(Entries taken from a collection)
------------------------------------------------------------------------
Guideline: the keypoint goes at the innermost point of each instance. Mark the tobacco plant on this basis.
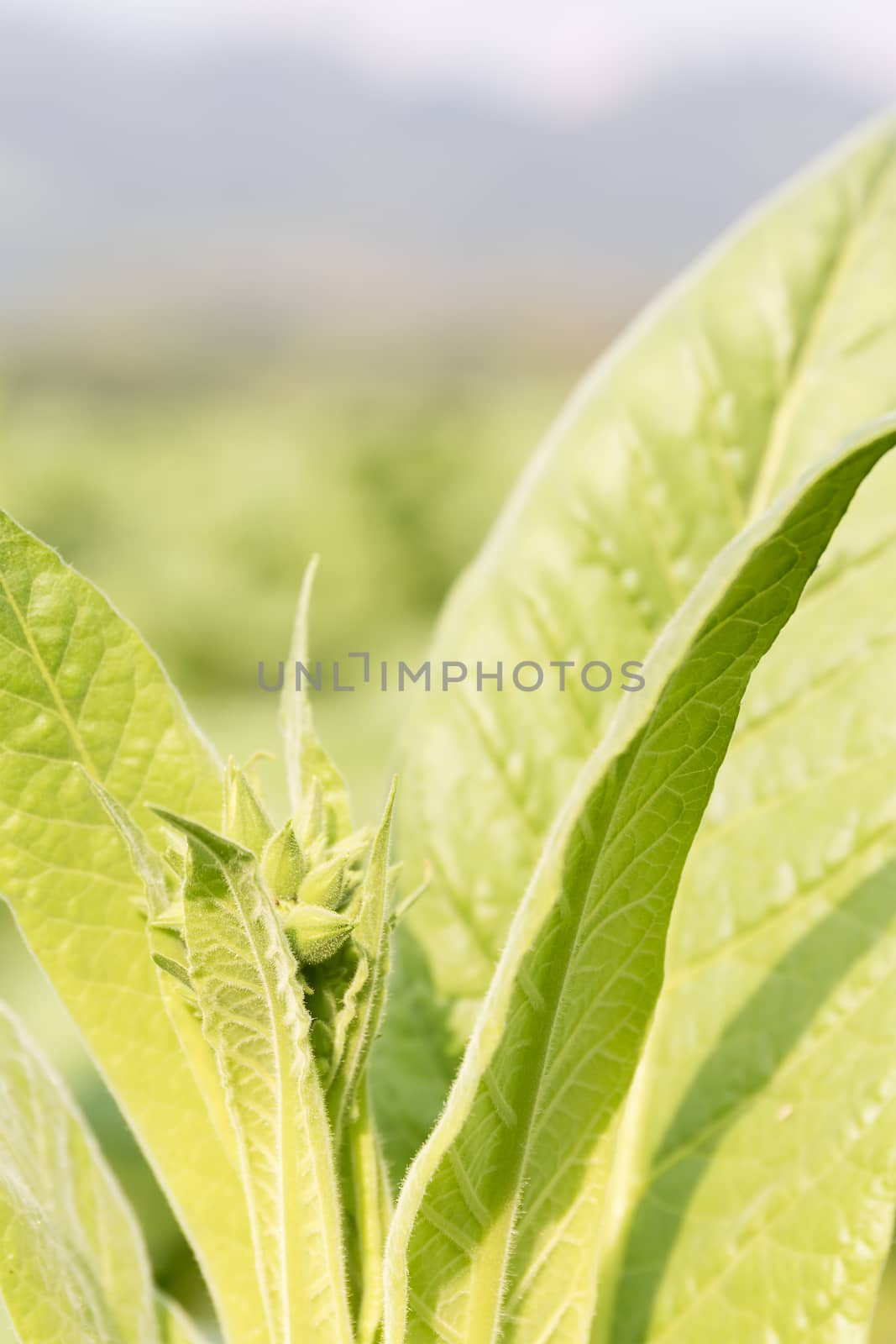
(636, 1074)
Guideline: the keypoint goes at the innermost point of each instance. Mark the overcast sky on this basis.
(559, 54)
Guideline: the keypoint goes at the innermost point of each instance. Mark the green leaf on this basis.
(757, 1173)
(365, 995)
(81, 696)
(175, 1326)
(73, 1267)
(499, 1221)
(307, 761)
(255, 1021)
(775, 347)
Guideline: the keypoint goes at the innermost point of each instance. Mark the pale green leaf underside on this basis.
(778, 346)
(255, 1019)
(73, 1268)
(81, 696)
(496, 1233)
(175, 1326)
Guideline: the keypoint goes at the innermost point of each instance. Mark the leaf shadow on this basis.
(746, 1058)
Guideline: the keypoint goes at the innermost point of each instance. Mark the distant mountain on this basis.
(271, 181)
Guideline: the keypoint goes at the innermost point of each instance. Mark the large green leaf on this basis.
(73, 1267)
(82, 698)
(175, 1326)
(497, 1226)
(255, 1019)
(752, 1195)
(743, 375)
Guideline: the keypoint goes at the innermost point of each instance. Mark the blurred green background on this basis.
(282, 280)
(195, 503)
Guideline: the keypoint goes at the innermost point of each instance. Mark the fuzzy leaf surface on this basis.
(777, 346)
(82, 698)
(497, 1229)
(254, 1016)
(73, 1265)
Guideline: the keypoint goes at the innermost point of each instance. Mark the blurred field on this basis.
(196, 503)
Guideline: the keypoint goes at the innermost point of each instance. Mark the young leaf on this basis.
(307, 761)
(73, 1267)
(743, 375)
(497, 1225)
(255, 1021)
(81, 696)
(170, 954)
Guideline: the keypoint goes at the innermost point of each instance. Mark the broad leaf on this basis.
(81, 696)
(781, 343)
(73, 1267)
(757, 1176)
(497, 1226)
(255, 1019)
(305, 756)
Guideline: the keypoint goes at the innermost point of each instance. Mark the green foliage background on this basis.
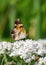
(31, 12)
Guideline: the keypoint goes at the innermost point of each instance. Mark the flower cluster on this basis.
(28, 50)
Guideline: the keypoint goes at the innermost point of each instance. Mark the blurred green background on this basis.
(32, 14)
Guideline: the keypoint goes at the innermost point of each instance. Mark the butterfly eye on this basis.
(14, 26)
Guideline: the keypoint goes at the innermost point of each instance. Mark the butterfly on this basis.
(18, 31)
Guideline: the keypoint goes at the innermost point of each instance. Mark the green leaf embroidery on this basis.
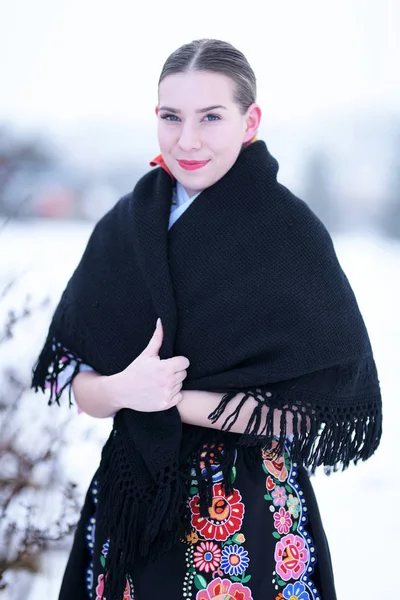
(200, 582)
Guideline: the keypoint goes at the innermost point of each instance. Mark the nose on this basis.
(189, 138)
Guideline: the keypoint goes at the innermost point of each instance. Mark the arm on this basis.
(95, 394)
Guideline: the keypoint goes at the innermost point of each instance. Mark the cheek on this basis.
(165, 135)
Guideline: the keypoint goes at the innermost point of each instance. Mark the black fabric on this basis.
(249, 288)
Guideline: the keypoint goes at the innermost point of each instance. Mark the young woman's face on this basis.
(200, 127)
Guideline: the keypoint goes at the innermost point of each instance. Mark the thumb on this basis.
(153, 347)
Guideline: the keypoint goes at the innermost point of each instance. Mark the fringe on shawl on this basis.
(140, 520)
(147, 520)
(324, 431)
(52, 362)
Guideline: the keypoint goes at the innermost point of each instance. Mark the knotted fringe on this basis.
(141, 520)
(54, 360)
(322, 433)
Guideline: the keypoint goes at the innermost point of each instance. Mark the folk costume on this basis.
(248, 287)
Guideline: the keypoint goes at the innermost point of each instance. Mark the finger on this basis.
(179, 376)
(178, 363)
(155, 343)
(176, 389)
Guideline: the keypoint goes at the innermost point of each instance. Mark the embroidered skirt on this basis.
(265, 541)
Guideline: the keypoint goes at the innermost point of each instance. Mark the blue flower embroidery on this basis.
(234, 560)
(296, 591)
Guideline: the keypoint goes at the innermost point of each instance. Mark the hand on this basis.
(150, 384)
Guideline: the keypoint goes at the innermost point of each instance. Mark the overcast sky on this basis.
(63, 62)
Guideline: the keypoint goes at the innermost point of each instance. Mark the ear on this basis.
(252, 121)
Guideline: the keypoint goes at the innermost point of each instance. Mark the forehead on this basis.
(195, 89)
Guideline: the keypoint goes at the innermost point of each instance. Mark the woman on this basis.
(259, 369)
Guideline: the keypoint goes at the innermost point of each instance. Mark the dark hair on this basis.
(218, 57)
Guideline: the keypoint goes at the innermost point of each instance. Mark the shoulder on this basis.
(300, 219)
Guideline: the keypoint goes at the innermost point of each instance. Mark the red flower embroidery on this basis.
(282, 521)
(221, 589)
(225, 515)
(100, 589)
(207, 556)
(275, 464)
(291, 557)
(270, 483)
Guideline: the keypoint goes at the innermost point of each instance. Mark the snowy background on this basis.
(77, 128)
(359, 506)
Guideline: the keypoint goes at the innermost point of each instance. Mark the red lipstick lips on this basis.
(192, 165)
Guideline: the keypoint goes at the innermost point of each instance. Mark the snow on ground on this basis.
(359, 506)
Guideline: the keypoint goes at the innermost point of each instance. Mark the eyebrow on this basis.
(200, 110)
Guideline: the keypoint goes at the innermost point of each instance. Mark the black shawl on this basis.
(249, 288)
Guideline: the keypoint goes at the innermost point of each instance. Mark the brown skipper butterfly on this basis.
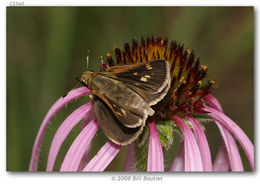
(124, 94)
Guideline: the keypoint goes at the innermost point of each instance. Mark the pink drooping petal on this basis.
(85, 159)
(231, 148)
(130, 158)
(213, 102)
(86, 156)
(192, 157)
(155, 154)
(59, 104)
(76, 151)
(104, 156)
(63, 131)
(221, 163)
(235, 130)
(87, 118)
(203, 144)
(178, 162)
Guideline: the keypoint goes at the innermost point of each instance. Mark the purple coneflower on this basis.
(188, 103)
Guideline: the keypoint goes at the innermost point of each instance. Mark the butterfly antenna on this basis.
(87, 58)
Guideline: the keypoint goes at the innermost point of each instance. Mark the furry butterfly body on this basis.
(124, 94)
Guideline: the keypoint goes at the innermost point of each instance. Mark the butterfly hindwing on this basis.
(129, 107)
(112, 127)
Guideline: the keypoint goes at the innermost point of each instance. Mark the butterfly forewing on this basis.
(150, 80)
(124, 94)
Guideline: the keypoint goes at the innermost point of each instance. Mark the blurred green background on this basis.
(46, 50)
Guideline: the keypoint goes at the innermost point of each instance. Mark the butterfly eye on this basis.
(82, 82)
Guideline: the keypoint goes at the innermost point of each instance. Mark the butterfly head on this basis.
(84, 79)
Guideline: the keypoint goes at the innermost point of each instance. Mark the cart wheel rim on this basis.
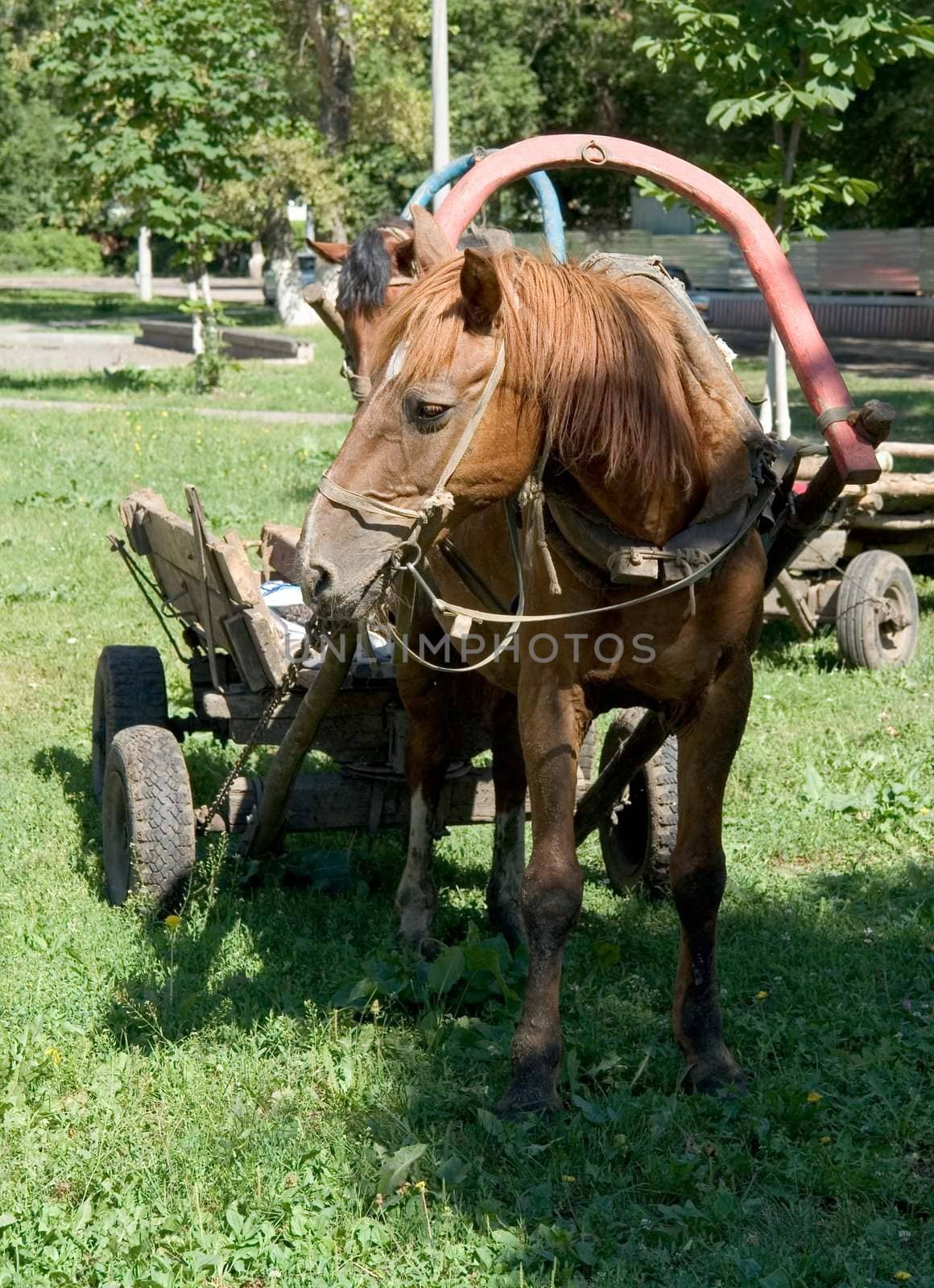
(629, 841)
(895, 620)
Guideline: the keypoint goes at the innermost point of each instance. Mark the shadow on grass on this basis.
(21, 307)
(83, 384)
(75, 776)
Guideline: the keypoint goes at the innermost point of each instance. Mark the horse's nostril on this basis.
(317, 581)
------------------------------------------------------------------------
» **What to work on**
Word for word, reproduce all of the entries above and omit the pictures.

» **Reply**
Guideline: the keypoint goes at the innermost point of each instance. Mark the tobacco plant on this basis.
(636, 1074)
Guideline: the keypoint goes at the innermost point of each instance. Mark the overcast sky on this basis.
(559, 54)
Guideline: the keypoint goes at the innermost point of each instance. Mark the green leaf on this basis.
(757, 1173)
(365, 995)
(81, 696)
(175, 1326)
(73, 1267)
(499, 1221)
(307, 761)
(255, 1021)
(775, 347)
Guideline: the keypoint goes at the innermost point of each instance. Mark the pale green leaf underside on this basis.
(778, 346)
(255, 1019)
(73, 1268)
(81, 696)
(496, 1233)
(175, 1326)
Guideline: the keypoint goes at the innermost point of each instance. Mark the leaf shadow on this basis.
(746, 1058)
Guideline: the keypoint goes at the innermost point of each instance. Mark the distant mountain on this basis.
(271, 181)
Guideline: the keypoint goes at the innermost point of each instance. Mark the large green leaf on this basis.
(73, 1267)
(82, 698)
(175, 1326)
(497, 1226)
(255, 1019)
(752, 1195)
(743, 375)
Guideline: the keypoint goes at the innermost point of each instance. Mark the blurred green background on this basis.
(282, 280)
(195, 503)
Guideline: the keypoint goes at the innermost point of each instance. Mark the fuzzy leaf surface on this basis.
(777, 346)
(82, 698)
(497, 1229)
(254, 1016)
(73, 1265)
Guideline: the keypoint goes at the innermost point of each instance. Mark the blurred field on this basis.
(196, 503)
Guideline: the keypoint goes at the innermost point of each instance. Mark the young leaf on this basis.
(307, 761)
(73, 1267)
(743, 375)
(497, 1225)
(255, 1021)
(81, 696)
(170, 954)
Guideline: the keypoint goes at the innermost point of each instance. Mark the broad leaf on this basis.
(81, 696)
(781, 343)
(73, 1267)
(757, 1176)
(497, 1226)
(255, 1019)
(305, 756)
Guideline: the keypoint goes at the innermost point of each instance. Mark the green foliage background on this basis.
(31, 12)
Guideline: the keypoint goes at the innermost point of each instance. Mark the flower cluster on this basis.
(28, 50)
Guideline: the keypoint goes at the innermost point of each instance. Mark the blurred green background on this basis.
(32, 14)
Guideline: the keypoint goes at the innermost point of each instance. Mark the butterfly eye on this basis.
(14, 26)
Guideline: the keypoint goes at the innermost point of each instance. Mark the butterfly on this basis.
(18, 31)
Guideline: the keypoint goes at the innermost point of each instance. Mark the green leaf embroidery on this basis.
(200, 582)
Guideline: the keypoint goes at the innermost point of each instance. Mark the nose on this basis.
(189, 138)
Guideline: the keypoint goes at the innermost point of each instance. Mark the arm on this basis.
(95, 394)
Guideline: the keypoint goes at the innermost point of each instance. Mark the cheek on this basis.
(165, 135)
Guideline: the keypoint goes at the innermost point of each instance. Mark the black fabric on this basis.
(249, 288)
Guideline: the keypoint goes at the innermost point of each instance. Mark the young woman's face on this basis.
(200, 127)
Guideline: the keypoint goes at the innermost point of each instance. Mark the thumb on this basis.
(153, 347)
Guideline: the keypoint goes at the innermost point of each instance. Mark the fringe on shawl on this basis.
(140, 520)
(147, 520)
(324, 431)
(52, 362)
Guideline: the keypoint goes at the innermost point of each instance. Mark the knotted fringe on this basis.
(141, 520)
(54, 360)
(322, 433)
Guideline: the keypoint goes at the innermost point of each instance. Mark the folk costume on this basis.
(248, 287)
Guideline: the keypoint goes at the innermost point of each instance. Mark the finger on this basis.
(179, 376)
(178, 363)
(155, 343)
(176, 389)
Guideline: the keypoint goes at the innermost point of each instance. Mark the embroidered skirt on this basis.
(265, 541)
Guideline: the keypoint goes at the innermost point of each instance. Mark the blue flower embroidery on this basis.
(234, 560)
(296, 591)
Guideline: the keypoint goes at the innermost point of each instance. Mark the hand on this basis.
(150, 384)
Guideline: the keypoint goes at the innermost point of each instance. Mark the overcast sky on this basis.
(63, 62)
Guideline: the keypoint goes at the innermost point of each instance. Mark the ear on this basis.
(252, 121)
Guideline: the keypoint goes at the innermost point of each instance. Mark the forehead on this basis.
(195, 89)
Guideline: the keypoint goes at the innermost point of each instance. Mark the woman on this basis.
(259, 369)
Guideline: the keypoint goes at the innermost point of each instance. Mark the dark hair on this basis.
(218, 57)
Guideline: the keypoint goes at the innermost point of each instance. Mark the shoulder on this basis.
(300, 219)
Guideline: the keypoint goes at the innermost point of each instance. Mark the red flower embroidery on this basis.
(282, 521)
(221, 589)
(225, 515)
(100, 589)
(207, 556)
(275, 464)
(291, 557)
(270, 483)
Guideline: the keypoint goes at the innermost point of each instance. Mark the snowy background on this basis.
(77, 128)
(359, 506)
Guideline: the keypoint goes at the innermost point of each instance. Mark the red lipstick lips on this basis.
(192, 165)
Guideline: the keypoint goes at the innermost point of each instance. Mark the snow on ground on this basis.
(359, 506)
Guideline: the keypoint goes at the innermost point of each instance. Mark the eyebrow on this basis.
(200, 110)
Guideline: the keypoint goes at the innermost point of each instance. Mark the black shawl on this basis.
(249, 288)
Guideline: the keypoint goes at the innermost point of each instance. Mark the brown skipper butterfly on this basis.
(124, 94)
Guideline: the keypoint goes at the innermost point of each instance. Mark the pink drooping petal on this basis.
(85, 159)
(231, 148)
(130, 158)
(213, 102)
(86, 156)
(192, 157)
(155, 154)
(59, 104)
(76, 151)
(104, 156)
(63, 131)
(221, 163)
(235, 130)
(87, 118)
(203, 144)
(178, 162)
Guideline: the keypoint goes at the innermost point of each instance. Mark the purple coneflower on this basis.
(188, 103)
Guideline: the keypoint goes at the innermost point of each instance. Mark the butterfly antenna on this basis.
(87, 58)
Guideline: the keypoint goes at the innermost point of each instance. Mark the furry butterfly body on this basis.
(124, 94)
Guideline: the keypoint goes at the innermost point of each instance. Mark the butterfly hindwing on this basis.
(129, 107)
(112, 127)
Guideline: the keypoint goes at the innermost point of each instance. Mark the butterfly forewing on this basis.
(150, 80)
(124, 94)
Guideline: the keypoint goes at the innermost point of each instance. Mark the blurred green background on this basis.
(46, 50)
Guideline: the keypoint goes at the innermost point of each instance. Mark the butterfly eye on this basis.
(82, 82)
Guideline: the keypoint goes at the innermost point of each instance. Mark the butterfly head on this basis.
(84, 79)
Guideline: the keypoint goes at the innermost point of each instance. Mark the cart wheel rim on this basis.
(629, 841)
(895, 620)
Guideline: the keypoint goes at the innermost point of each instance. Mark the shadow on grass on this basis.
(21, 307)
(83, 384)
(75, 776)
Guideline: the keypoint goes at the innermost point of each instance. Mark the horse's nostril on this basis.
(317, 581)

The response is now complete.